Location labeling records:

+===+

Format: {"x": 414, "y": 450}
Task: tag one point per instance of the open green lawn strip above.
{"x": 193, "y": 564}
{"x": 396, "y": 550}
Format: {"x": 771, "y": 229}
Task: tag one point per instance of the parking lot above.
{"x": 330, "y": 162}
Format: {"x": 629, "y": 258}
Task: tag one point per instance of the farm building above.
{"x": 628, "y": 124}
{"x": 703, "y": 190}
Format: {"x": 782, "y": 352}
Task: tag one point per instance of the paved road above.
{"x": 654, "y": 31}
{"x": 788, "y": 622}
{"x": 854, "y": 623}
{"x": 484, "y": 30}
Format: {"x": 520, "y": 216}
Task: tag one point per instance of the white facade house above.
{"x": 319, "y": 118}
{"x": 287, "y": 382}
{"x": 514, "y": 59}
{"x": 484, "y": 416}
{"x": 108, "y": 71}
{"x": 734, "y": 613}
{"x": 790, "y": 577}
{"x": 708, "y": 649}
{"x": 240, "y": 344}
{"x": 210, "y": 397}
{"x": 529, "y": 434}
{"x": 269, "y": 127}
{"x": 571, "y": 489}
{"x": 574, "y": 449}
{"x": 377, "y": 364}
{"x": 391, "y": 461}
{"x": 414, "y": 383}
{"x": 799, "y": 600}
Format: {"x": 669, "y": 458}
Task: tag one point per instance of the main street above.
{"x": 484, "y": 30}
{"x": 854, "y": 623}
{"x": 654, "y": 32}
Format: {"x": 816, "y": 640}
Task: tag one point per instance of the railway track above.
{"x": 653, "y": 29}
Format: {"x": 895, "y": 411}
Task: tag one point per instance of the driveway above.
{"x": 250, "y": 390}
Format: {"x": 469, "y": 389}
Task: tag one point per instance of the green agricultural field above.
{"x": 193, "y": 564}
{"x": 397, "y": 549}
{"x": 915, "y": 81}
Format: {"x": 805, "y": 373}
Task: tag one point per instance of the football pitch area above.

+===+

Find every line in the location labeling records above that contains the string "Format" and copy each one out. Treat case as significant.

Format: {"x": 414, "y": 450}
Format: {"x": 771, "y": 229}
Format: {"x": 629, "y": 258}
Format: {"x": 782, "y": 352}
Format: {"x": 520, "y": 216}
Format: {"x": 669, "y": 458}
Format: {"x": 816, "y": 640}
Format: {"x": 895, "y": 411}
Format: {"x": 469, "y": 389}
Format: {"x": 805, "y": 373}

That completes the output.